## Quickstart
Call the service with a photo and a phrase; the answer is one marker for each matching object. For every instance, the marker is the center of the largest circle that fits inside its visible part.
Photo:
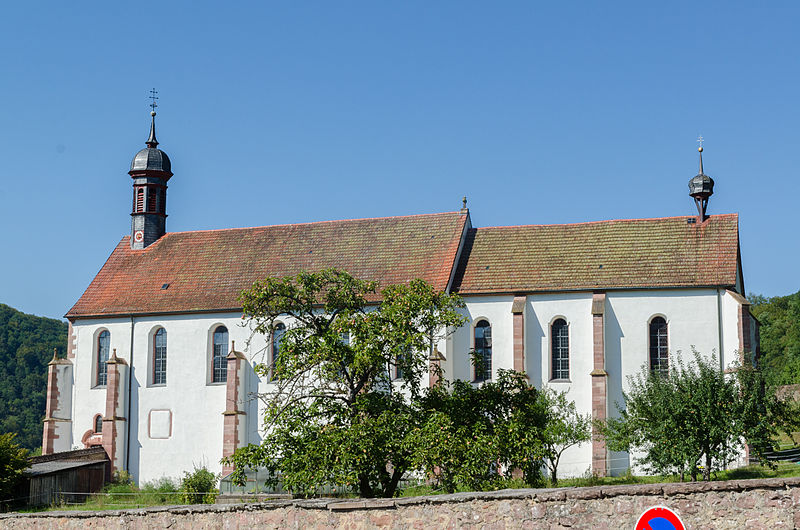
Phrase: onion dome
(701, 187)
(151, 158)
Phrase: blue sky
(283, 112)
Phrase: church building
(159, 365)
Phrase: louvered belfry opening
(139, 205)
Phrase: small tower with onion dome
(150, 171)
(701, 187)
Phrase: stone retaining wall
(764, 503)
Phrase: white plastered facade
(174, 427)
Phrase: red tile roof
(206, 270)
(636, 253)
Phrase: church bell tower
(150, 171)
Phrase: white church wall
(89, 399)
(176, 426)
(730, 310)
(576, 310)
(179, 425)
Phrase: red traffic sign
(659, 518)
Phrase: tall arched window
(559, 331)
(103, 345)
(277, 335)
(659, 346)
(483, 350)
(160, 357)
(219, 361)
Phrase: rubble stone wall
(763, 503)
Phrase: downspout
(128, 412)
(719, 330)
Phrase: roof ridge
(608, 221)
(315, 222)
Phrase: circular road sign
(659, 518)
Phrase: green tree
(13, 461)
(697, 417)
(474, 436)
(335, 416)
(563, 427)
(780, 337)
(26, 346)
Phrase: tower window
(151, 199)
(219, 361)
(139, 206)
(277, 335)
(160, 357)
(103, 344)
(659, 346)
(483, 351)
(559, 332)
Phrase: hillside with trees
(26, 346)
(780, 337)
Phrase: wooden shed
(67, 477)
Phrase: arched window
(103, 345)
(277, 335)
(151, 199)
(659, 346)
(483, 350)
(559, 331)
(160, 357)
(139, 200)
(219, 361)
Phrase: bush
(13, 461)
(161, 491)
(199, 487)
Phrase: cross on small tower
(153, 96)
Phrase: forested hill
(26, 346)
(780, 336)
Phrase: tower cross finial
(153, 97)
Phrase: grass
(165, 491)
(126, 495)
(783, 469)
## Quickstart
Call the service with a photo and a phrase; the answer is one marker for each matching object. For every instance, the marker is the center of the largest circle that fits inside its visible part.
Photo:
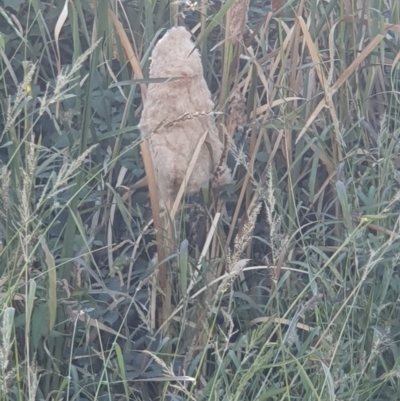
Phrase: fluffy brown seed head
(177, 113)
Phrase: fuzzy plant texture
(177, 113)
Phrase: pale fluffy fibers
(177, 113)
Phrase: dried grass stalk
(238, 19)
(176, 114)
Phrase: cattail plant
(176, 115)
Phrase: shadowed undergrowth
(283, 285)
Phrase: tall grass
(283, 285)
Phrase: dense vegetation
(281, 286)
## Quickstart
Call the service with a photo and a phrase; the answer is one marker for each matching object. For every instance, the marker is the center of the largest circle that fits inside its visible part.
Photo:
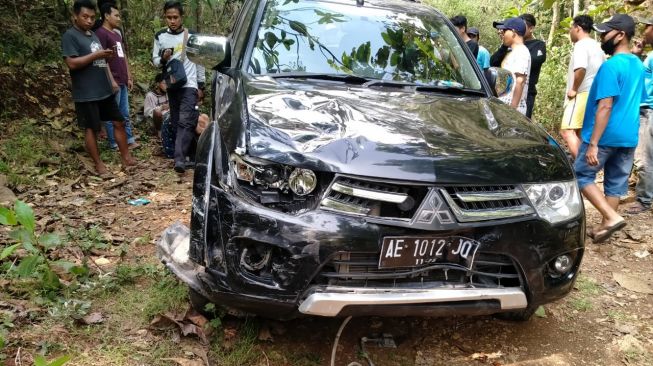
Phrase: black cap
(645, 21)
(620, 22)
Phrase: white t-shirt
(588, 55)
(518, 61)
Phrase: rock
(632, 283)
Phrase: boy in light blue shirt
(611, 124)
(483, 58)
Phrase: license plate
(401, 251)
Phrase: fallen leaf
(540, 312)
(185, 362)
(264, 334)
(632, 283)
(92, 318)
(642, 254)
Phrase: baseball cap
(641, 20)
(473, 30)
(620, 22)
(517, 24)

_____

**WHAT TO PRODUCE:**
Can you set down all of the data above word for word, leaving out the pictures?

**ANSWER TO THIS EXERCISE:**
## Quickstart
Call the service with a photo and a phrase; the answer is one marker for each matching object. For every instance, the marker is the center of the largest circle that fits inside its visible part.
Photo:
Phrase: onion dome
(701, 187)
(151, 158)
Phrase: blue sky
(283, 112)
Phrase: church building
(159, 365)
Phrase: louvered belfry opening
(139, 205)
Phrase: small tower with onion dome
(150, 171)
(701, 187)
Phrase: stone retaining wall
(764, 503)
Phrase: white plastered facade
(174, 427)
Phrase: red tile roof
(206, 270)
(636, 253)
Phrase: church bell tower
(150, 171)
Phrase: white church wall
(89, 399)
(176, 426)
(730, 310)
(576, 310)
(179, 425)
Phrase: red traffic sign
(659, 518)
Phrase: tall arched window
(559, 331)
(103, 345)
(277, 335)
(659, 346)
(483, 350)
(160, 357)
(219, 361)
Phrase: rubble stone wall
(763, 503)
Phrase: downspout
(128, 412)
(719, 330)
Phrase: roof ridge
(608, 221)
(315, 222)
Phrase: circular road sign
(659, 518)
Phrase: green tree
(13, 461)
(697, 417)
(474, 436)
(335, 416)
(563, 427)
(780, 337)
(26, 346)
Phrase: tower window
(151, 199)
(219, 361)
(139, 206)
(277, 335)
(160, 357)
(103, 344)
(659, 346)
(483, 351)
(559, 332)
Phrase: hillside with trees
(26, 346)
(780, 337)
Phrase: wooden shed
(67, 477)
Phrase: arched window
(103, 345)
(277, 335)
(151, 199)
(659, 346)
(483, 350)
(559, 331)
(160, 357)
(139, 200)
(219, 361)
Phrase: bush
(13, 461)
(161, 491)
(199, 487)
Phrase: cross on small tower
(153, 96)
Phrase: forested hill
(26, 346)
(780, 336)
Phrase: tower cross finial
(153, 97)
Phrase: grass
(165, 491)
(126, 495)
(783, 469)
## Quickstart
Call the service with a photo and a phrase; the answer is one marker for each matching object. For every instance, the marker is the center of the largest circle that fits inside its visible part.
Photo:
Phrase: fluffy brown seed head
(177, 113)
Phrase: fuzzy plant texture
(177, 113)
Phrase: pale fluffy fibers
(177, 113)
Phrase: dried grass stalk
(238, 19)
(176, 114)
Phrase: cattail plant
(176, 115)
Phrase: shadowed undergrowth
(283, 285)
Phrase: tall grass
(283, 285)
Phrase: dense vegetation
(281, 286)
## Quickstart
Call the service with a photo and a phrase; the answer is one marker for each matching object. For every instance, the marker is the center of the largest circle that fits inside its visible part.
Photo:
Phrase: black cap
(645, 21)
(620, 22)
Phrase: white t-shirt
(588, 55)
(518, 61)
Phrase: rock
(632, 283)
Phrase: boy in light blue shirt
(611, 124)
(483, 58)
Phrase: license plate
(401, 251)
Phrase: fallen leaf
(540, 312)
(185, 362)
(264, 334)
(632, 283)
(92, 318)
(642, 254)
Phrase: baseball cap
(641, 20)
(473, 30)
(620, 22)
(517, 24)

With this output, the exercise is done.